======== Records provided ========
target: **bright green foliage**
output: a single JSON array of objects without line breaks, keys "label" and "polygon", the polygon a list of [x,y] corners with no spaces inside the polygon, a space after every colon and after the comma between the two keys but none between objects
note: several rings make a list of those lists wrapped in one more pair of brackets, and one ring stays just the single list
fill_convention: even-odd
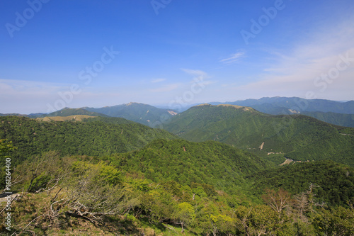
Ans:
[{"label": "bright green foliage", "polygon": [[0,140],[0,157],[7,157],[6,154],[15,149],[16,147],[13,146],[11,141],[8,141],[5,139]]},{"label": "bright green foliage", "polygon": [[[166,131],[123,119],[101,119],[103,121],[40,122],[1,117],[0,138],[12,141],[18,147],[12,155],[17,162],[49,150],[59,150],[62,154],[112,154],[136,150],[154,139],[176,138]],[[106,119],[109,123],[104,122]],[[117,123],[113,119],[117,119]]]},{"label": "bright green foliage", "polygon": [[266,189],[282,189],[299,194],[314,184],[316,201],[333,206],[347,206],[354,198],[354,169],[331,161],[296,163],[250,175],[259,194]]},{"label": "bright green foliage", "polygon": [[308,116],[202,105],[176,116],[164,128],[190,141],[217,140],[266,157],[281,152],[294,160],[331,159],[354,167],[354,128]]},{"label": "bright green foliage", "polygon": [[320,235],[351,236],[354,234],[354,209],[321,209],[315,214],[314,225]]},{"label": "bright green foliage", "polygon": [[194,208],[188,203],[179,203],[177,206],[174,217],[178,220],[178,224],[181,224],[183,232],[184,231],[183,226],[192,223],[195,219]]},{"label": "bright green foliage", "polygon": [[139,151],[113,157],[111,160],[127,172],[141,172],[154,181],[206,184],[202,187],[208,196],[216,195],[211,185],[217,189],[236,191],[243,184],[245,174],[271,166],[254,154],[224,144],[182,140],[157,140]]}]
========
| Goal |
Give the rows above as a JSON list of strings, with one string for each line and blank lines left out. Omit the pictures.

| Answer to the exercise |
[
  "target: **bright green foliage**",
  "output: a single JSON array of objects without line breaks, keys \"label\" and \"polygon\", the polygon a list of [x,y] corners with no spaces inside the polygon, a space after every colon and after the comma between the two keys but none between objects",
  "note: several rings make a list of those lists wrapped in one more pair of brackets, and one ring stays just the single list",
  "fill_convention: even-odd",
  "Ans:",
  "[{\"label\": \"bright green foliage\", \"polygon\": [[0,140],[0,157],[7,157],[6,154],[15,149],[16,147],[13,146],[11,141],[8,141],[5,139]]},{\"label\": \"bright green foliage\", \"polygon\": [[[166,131],[123,119],[101,119],[103,121],[40,122],[1,117],[0,138],[12,141],[18,147],[12,155],[17,162],[49,150],[59,150],[62,154],[112,154],[136,150],[154,139],[176,138]],[[106,119],[109,123],[104,122]],[[117,123],[113,119],[117,119]]]},{\"label\": \"bright green foliage\", \"polygon\": [[266,189],[282,189],[299,194],[314,184],[316,201],[333,206],[347,206],[354,198],[354,169],[331,161],[296,163],[250,175],[259,194]]},{\"label\": \"bright green foliage\", \"polygon\": [[308,116],[202,105],[176,116],[164,128],[190,141],[217,140],[266,157],[281,152],[294,160],[331,159],[354,167],[354,128]]},{\"label\": \"bright green foliage\", \"polygon\": [[320,235],[351,236],[354,234],[354,209],[321,209],[315,214],[314,225]]},{\"label\": \"bright green foliage\", \"polygon\": [[194,208],[188,203],[179,203],[177,206],[174,217],[178,220],[178,224],[181,224],[183,232],[184,231],[183,226],[192,223],[195,219]]},{\"label\": \"bright green foliage\", \"polygon\": [[139,151],[113,157],[111,160],[127,172],[141,172],[154,181],[206,184],[202,187],[208,196],[216,195],[211,185],[217,189],[236,191],[243,184],[245,174],[271,166],[254,154],[224,144],[182,140],[157,140]]}]"
]